PROBLEM TO SOLVE: Copy each of the records below word for word, keeping every line unchanged.
# Start of SUPPLIED MATERIAL
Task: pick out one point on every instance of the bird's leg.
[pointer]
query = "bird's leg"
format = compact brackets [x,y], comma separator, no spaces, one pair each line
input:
# End of SUPPLIED MATERIAL
RESPONSE FOR THIS EXERCISE:
Task: pick out one point on every instance of the bird's leg.
[pointer]
query = "bird's leg"
format = compact brackets [x,y], comma separator, no spaces, one pair each line
input:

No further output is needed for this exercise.